■ **PROMPT**: Transcribe the entries below exactly.

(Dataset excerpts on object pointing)

________

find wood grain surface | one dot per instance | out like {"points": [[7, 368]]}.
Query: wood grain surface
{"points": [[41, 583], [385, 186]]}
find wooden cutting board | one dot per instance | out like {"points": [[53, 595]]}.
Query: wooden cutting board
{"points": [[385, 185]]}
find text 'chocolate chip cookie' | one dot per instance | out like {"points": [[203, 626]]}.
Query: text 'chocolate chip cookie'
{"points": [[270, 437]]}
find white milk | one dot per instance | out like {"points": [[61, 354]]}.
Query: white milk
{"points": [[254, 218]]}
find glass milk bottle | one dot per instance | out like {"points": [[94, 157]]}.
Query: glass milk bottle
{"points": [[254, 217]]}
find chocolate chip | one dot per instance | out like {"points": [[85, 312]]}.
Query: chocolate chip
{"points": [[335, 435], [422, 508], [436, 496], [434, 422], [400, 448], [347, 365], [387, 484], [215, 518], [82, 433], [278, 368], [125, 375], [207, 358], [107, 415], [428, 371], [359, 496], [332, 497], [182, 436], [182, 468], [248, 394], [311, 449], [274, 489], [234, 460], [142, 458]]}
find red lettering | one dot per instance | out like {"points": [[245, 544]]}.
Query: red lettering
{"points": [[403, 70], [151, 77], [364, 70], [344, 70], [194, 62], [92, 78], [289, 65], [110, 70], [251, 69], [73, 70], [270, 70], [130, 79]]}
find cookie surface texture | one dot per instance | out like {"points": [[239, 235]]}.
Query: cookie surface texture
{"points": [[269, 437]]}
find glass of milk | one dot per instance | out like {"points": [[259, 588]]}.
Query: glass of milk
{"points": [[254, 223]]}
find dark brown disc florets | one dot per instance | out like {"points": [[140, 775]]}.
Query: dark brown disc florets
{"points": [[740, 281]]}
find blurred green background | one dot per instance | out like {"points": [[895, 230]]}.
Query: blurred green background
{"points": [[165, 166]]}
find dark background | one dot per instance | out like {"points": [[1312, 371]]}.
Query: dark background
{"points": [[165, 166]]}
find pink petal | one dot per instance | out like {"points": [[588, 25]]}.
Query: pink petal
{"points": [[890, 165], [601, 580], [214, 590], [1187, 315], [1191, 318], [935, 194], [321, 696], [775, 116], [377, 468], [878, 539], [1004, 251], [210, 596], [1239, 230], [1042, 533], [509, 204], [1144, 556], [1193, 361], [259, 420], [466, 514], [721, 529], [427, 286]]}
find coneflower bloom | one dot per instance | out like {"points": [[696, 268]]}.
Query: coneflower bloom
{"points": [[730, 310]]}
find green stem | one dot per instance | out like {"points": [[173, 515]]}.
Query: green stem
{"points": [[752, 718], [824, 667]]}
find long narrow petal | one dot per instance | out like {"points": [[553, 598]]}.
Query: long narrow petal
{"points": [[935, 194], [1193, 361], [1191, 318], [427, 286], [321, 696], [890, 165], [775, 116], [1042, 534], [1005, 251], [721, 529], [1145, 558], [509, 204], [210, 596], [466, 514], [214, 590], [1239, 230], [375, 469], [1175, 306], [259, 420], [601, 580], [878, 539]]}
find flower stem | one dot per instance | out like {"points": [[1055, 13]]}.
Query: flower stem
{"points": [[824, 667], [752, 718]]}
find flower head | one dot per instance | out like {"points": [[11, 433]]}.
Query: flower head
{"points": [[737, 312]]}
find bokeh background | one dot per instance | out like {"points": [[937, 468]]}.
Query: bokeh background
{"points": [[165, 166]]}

________

■ **FINISHED ANSWER**:
find wood grain surface | one dot per instance | out like {"points": [[7, 368]]}.
Query: wood grain surface
{"points": [[41, 583], [385, 186]]}
find wooden cutting board | one dot per instance | out like {"points": [[53, 595]]}.
Query: wooden cutting board
{"points": [[385, 185]]}
find text 'chocolate chip cookie' | one dot per instance | out like {"points": [[203, 626]]}.
Query: text 'chocolate chip cookie'
{"points": [[270, 437]]}
find white milk | one dot per instance | out like {"points": [[61, 354]]}.
Query: white milk
{"points": [[254, 218]]}
find glass milk bottle | one dot per instance | out like {"points": [[94, 157]]}.
Query: glass milk bottle
{"points": [[254, 217]]}
find chocolate chip | one dot per instance | out like {"points": [[85, 312]]}.
Query: chocolate chip
{"points": [[335, 435], [422, 508], [436, 496], [434, 422], [400, 448], [347, 365], [387, 484], [215, 518], [82, 433], [278, 368], [125, 375], [207, 358], [107, 415], [428, 371], [359, 496], [332, 497], [182, 436], [182, 468], [248, 394], [311, 449], [274, 489], [234, 460], [142, 458]]}
find red lettering | one dot per instance | out like {"points": [[245, 544]]}.
Query: red lettering
{"points": [[403, 70], [151, 77], [364, 70], [344, 70], [194, 62], [92, 78], [289, 65], [110, 70], [251, 69], [73, 70], [270, 70], [130, 79]]}
find cookie surface texture | one dot per instance | out like {"points": [[239, 235]]}.
Query: cookie surface texture
{"points": [[269, 437]]}
find glass of milk | one dot per instance | out like {"points": [[259, 588]]}.
Query: glass of milk
{"points": [[254, 223]]}
find dark brown disc florets | one dot per instance | out like {"points": [[140, 775]]}.
Query: dark brown disc florets
{"points": [[740, 281]]}
find blurred green background | one dot per instance | out like {"points": [[895, 230]]}.
Query: blurred green background
{"points": [[165, 166]]}
find dark background | one dot per instance | out like {"points": [[1312, 371]]}.
Query: dark background
{"points": [[165, 166]]}
find pink petal | one dot per instance | out like {"points": [[588, 25]]}.
Query: pink petal
{"points": [[890, 165], [601, 580], [214, 590], [1187, 315], [1191, 318], [935, 194], [321, 696], [775, 116], [377, 468], [878, 539], [1004, 251], [210, 596], [1239, 230], [1042, 533], [509, 204], [1144, 556], [1193, 361], [259, 420], [466, 514], [721, 529], [427, 286]]}
find coneflower bloom | one dot per instance | out like {"points": [[696, 268]]}.
Query: coneflower bloom
{"points": [[730, 310]]}
find green stem | one dot per instance | out like {"points": [[173, 515]]}.
Query: green stem
{"points": [[752, 718], [824, 667]]}
find long narrow petal | one dot per instance | out like {"points": [[553, 598]]}.
Query: long narrow petal
{"points": [[935, 194], [1193, 361], [1191, 318], [427, 286], [321, 696], [890, 165], [775, 116], [1042, 534], [1005, 251], [721, 529], [1145, 558], [509, 204], [210, 596], [466, 514], [214, 590], [1239, 230], [375, 469], [1175, 306], [259, 420], [601, 580], [878, 539]]}
find flower stem | one dot per instance | out like {"points": [[1055, 13]]}.
Query: flower stem
{"points": [[824, 667], [752, 718]]}
find flower head | one dot per instance | out like {"points": [[11, 433]]}.
Query: flower head
{"points": [[737, 312]]}
find bokeh background | one dot per instance | out like {"points": [[937, 468]]}.
Query: bokeh background
{"points": [[165, 166]]}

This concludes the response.